Object position labeling entries:
....
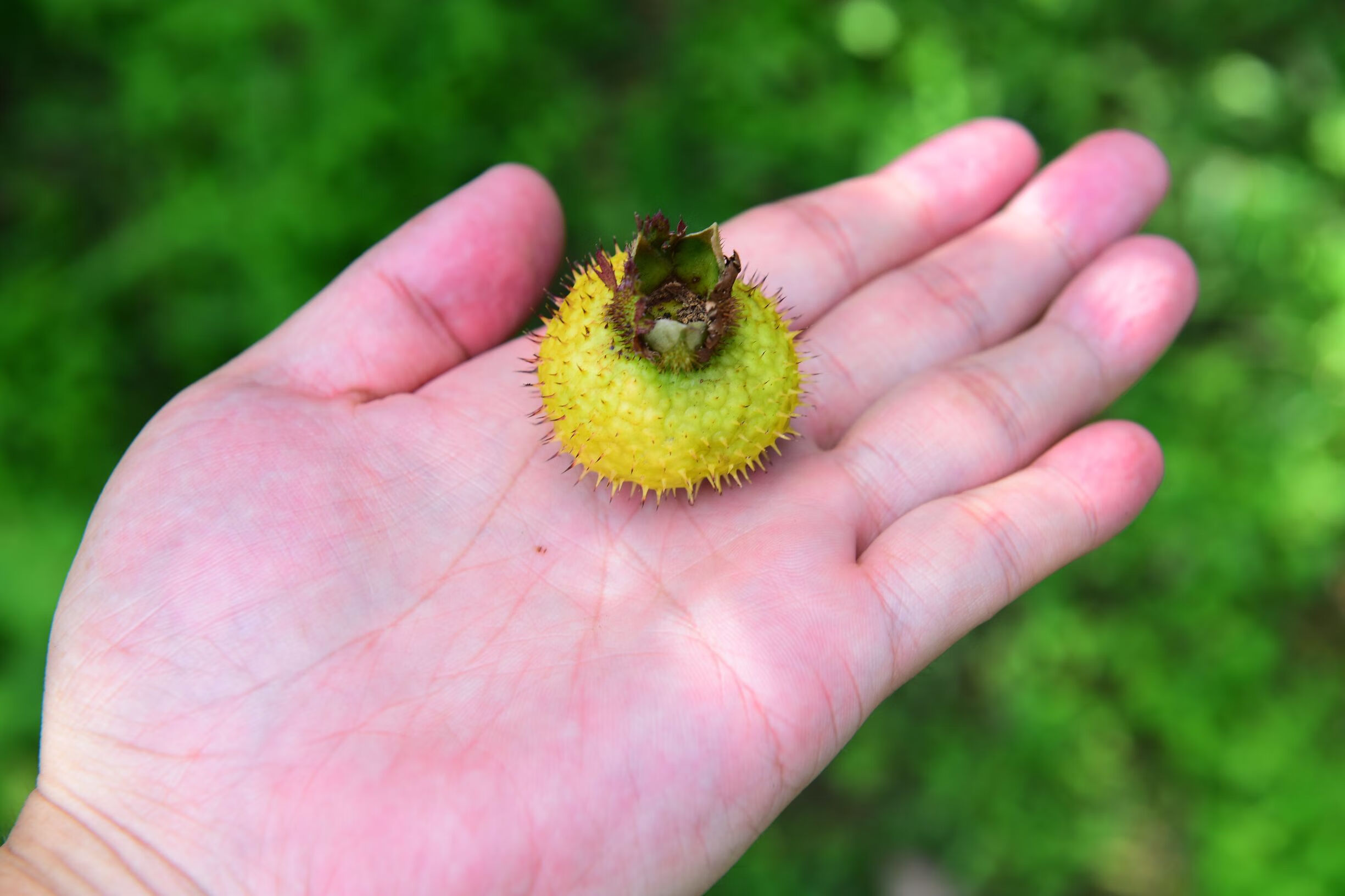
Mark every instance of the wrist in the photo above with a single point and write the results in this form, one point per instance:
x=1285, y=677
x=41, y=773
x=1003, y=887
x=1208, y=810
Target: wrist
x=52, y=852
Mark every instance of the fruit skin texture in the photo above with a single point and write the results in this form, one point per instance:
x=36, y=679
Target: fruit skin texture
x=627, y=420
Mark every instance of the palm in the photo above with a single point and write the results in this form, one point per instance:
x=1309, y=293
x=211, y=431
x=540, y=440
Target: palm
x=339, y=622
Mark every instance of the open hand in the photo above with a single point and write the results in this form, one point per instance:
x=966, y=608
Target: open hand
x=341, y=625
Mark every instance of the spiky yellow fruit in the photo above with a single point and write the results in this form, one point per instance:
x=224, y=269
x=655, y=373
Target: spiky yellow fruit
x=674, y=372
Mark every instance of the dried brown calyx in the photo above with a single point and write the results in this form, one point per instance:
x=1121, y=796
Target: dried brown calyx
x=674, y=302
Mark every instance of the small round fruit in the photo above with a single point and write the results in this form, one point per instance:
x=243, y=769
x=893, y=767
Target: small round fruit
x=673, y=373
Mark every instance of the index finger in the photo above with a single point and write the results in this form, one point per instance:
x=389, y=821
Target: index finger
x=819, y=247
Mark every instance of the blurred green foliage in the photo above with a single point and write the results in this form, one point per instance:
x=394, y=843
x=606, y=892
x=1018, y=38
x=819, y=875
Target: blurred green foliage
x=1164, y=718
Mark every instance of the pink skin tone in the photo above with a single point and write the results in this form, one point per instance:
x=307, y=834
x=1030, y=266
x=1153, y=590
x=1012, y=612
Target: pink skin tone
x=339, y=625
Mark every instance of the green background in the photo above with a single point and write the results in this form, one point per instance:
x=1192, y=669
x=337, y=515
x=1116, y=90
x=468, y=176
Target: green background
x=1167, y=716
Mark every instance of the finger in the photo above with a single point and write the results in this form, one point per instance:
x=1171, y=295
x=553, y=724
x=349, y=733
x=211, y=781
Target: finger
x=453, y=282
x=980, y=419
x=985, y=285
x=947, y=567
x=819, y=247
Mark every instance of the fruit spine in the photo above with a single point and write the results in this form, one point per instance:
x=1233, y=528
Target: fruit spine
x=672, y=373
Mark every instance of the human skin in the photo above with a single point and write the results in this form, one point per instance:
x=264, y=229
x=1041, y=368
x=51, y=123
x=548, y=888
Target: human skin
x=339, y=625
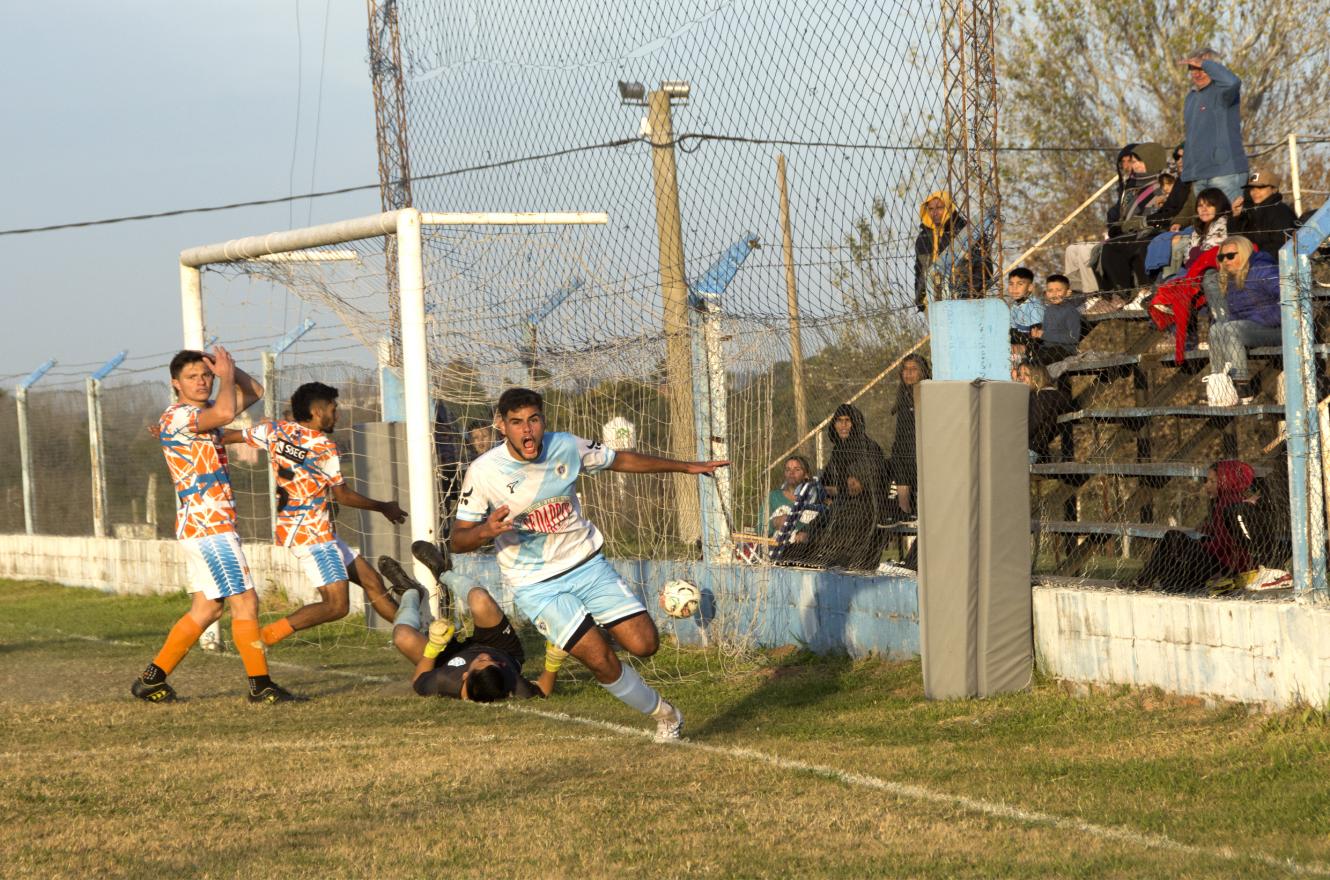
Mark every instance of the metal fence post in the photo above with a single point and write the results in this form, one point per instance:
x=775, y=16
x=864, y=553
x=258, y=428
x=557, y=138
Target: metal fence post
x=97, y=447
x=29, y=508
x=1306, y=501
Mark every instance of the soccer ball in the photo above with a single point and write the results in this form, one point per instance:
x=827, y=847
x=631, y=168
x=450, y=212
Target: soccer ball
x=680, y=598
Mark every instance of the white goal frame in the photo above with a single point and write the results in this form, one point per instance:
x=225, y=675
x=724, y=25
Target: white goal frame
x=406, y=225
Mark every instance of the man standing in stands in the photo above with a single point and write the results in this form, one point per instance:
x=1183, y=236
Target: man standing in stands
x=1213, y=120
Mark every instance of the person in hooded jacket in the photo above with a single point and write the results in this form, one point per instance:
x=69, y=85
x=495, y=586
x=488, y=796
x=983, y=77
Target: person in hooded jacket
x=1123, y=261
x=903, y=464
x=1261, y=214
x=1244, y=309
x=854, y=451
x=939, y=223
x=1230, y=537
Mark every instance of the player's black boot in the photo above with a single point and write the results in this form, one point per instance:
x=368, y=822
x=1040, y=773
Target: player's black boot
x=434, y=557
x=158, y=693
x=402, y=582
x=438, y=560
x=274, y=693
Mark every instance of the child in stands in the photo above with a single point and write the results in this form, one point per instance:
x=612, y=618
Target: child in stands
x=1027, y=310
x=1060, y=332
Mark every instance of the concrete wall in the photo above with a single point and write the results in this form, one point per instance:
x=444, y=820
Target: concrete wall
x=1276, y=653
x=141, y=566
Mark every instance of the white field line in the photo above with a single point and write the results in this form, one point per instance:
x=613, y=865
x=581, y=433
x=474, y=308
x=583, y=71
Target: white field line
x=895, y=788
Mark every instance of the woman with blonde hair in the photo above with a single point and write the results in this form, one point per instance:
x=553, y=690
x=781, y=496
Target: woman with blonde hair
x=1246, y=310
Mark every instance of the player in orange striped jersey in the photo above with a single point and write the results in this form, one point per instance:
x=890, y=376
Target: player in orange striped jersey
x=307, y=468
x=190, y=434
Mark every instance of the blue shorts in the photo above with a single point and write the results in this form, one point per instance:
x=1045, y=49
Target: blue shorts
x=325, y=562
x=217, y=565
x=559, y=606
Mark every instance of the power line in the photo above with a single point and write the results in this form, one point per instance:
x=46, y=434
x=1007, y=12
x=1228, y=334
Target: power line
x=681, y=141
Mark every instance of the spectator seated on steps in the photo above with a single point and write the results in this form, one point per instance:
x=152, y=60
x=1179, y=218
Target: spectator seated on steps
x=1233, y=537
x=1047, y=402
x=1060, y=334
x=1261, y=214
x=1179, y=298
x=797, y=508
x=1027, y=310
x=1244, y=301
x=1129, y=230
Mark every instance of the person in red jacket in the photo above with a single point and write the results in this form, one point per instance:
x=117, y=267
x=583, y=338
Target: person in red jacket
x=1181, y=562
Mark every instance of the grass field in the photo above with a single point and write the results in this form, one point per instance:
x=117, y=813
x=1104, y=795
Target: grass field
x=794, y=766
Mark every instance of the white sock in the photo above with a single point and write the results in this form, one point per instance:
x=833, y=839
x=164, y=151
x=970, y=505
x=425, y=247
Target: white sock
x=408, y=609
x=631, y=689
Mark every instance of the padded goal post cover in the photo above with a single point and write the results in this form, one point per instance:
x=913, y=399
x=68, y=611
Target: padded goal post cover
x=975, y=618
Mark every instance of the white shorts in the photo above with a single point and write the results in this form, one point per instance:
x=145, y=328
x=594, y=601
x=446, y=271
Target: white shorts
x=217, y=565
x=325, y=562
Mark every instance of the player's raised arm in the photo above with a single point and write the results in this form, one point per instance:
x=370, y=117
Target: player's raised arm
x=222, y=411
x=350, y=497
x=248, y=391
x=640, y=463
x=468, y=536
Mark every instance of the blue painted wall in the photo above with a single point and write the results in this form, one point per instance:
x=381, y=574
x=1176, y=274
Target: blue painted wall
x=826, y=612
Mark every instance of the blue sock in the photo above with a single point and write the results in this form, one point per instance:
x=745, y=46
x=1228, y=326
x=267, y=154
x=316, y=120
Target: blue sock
....
### YOUR GOAL
Copy out everything from the line containing "Mark every instance of the blue painted" down to the end of the entries, word for word.

### SOLUTION TO THE PROBLEM
Mark every instance of the blue painted wall in the photo above with a single point and write the results in this form, one point per instance:
x=381, y=574
x=1176, y=274
Target: blue painted wall
x=826, y=612
Mark every instance of the blue sock in the photo above with a single point and write the results in this form, one point per instance:
x=745, y=46
x=1228, y=326
x=267, y=154
x=316, y=120
Target: blue sock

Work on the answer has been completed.